Coordinate labeling data:
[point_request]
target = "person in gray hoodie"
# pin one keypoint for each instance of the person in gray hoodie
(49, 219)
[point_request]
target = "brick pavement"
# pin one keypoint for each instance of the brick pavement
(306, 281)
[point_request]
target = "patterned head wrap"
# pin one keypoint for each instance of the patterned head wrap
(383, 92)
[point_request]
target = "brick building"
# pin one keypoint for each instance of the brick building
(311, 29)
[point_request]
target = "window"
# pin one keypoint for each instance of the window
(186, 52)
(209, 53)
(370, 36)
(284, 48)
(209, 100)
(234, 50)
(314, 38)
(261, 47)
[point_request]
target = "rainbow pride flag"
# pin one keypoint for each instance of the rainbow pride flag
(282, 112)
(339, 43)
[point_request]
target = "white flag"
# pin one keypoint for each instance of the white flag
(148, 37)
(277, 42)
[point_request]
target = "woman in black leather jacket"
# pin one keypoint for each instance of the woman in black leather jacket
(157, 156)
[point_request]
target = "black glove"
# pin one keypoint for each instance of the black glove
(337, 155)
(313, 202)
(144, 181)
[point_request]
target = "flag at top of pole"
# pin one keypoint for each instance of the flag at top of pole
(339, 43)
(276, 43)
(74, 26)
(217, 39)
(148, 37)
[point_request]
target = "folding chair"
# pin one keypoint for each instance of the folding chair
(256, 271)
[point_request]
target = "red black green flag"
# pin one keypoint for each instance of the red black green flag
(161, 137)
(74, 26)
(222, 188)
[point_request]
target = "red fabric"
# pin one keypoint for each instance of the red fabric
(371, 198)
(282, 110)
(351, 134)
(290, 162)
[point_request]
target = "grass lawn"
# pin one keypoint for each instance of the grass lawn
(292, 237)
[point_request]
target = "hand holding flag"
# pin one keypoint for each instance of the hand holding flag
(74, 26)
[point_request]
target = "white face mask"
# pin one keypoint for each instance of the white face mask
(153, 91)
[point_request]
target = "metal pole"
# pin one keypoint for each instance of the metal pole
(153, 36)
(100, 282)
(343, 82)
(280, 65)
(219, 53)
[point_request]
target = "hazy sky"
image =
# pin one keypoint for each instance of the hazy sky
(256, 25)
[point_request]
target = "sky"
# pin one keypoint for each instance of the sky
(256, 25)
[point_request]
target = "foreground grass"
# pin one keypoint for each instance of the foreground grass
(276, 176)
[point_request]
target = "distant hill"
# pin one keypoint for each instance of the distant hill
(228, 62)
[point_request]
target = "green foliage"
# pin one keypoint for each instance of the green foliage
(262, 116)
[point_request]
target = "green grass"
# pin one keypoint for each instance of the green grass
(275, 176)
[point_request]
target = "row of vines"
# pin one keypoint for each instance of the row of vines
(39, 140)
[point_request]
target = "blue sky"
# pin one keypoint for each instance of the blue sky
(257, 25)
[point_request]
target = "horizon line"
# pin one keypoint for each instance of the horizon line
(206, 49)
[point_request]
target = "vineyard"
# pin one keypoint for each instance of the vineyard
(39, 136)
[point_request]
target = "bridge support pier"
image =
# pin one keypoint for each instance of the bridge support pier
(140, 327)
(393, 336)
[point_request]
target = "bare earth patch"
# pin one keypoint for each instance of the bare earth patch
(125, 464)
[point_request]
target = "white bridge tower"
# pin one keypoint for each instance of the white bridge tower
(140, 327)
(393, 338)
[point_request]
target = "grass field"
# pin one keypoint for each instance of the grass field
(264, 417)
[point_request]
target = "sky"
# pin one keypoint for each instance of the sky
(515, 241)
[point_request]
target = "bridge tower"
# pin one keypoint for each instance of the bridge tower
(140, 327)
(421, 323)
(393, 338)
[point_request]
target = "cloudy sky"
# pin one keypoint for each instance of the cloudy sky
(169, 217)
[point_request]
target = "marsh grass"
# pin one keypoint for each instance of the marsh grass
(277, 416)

- REQUIRED TASK
Count the lines of the data that contain the word "vineyard", treating uppercase and lowercase as different, and give only the number.

- TASK OUTPUT
2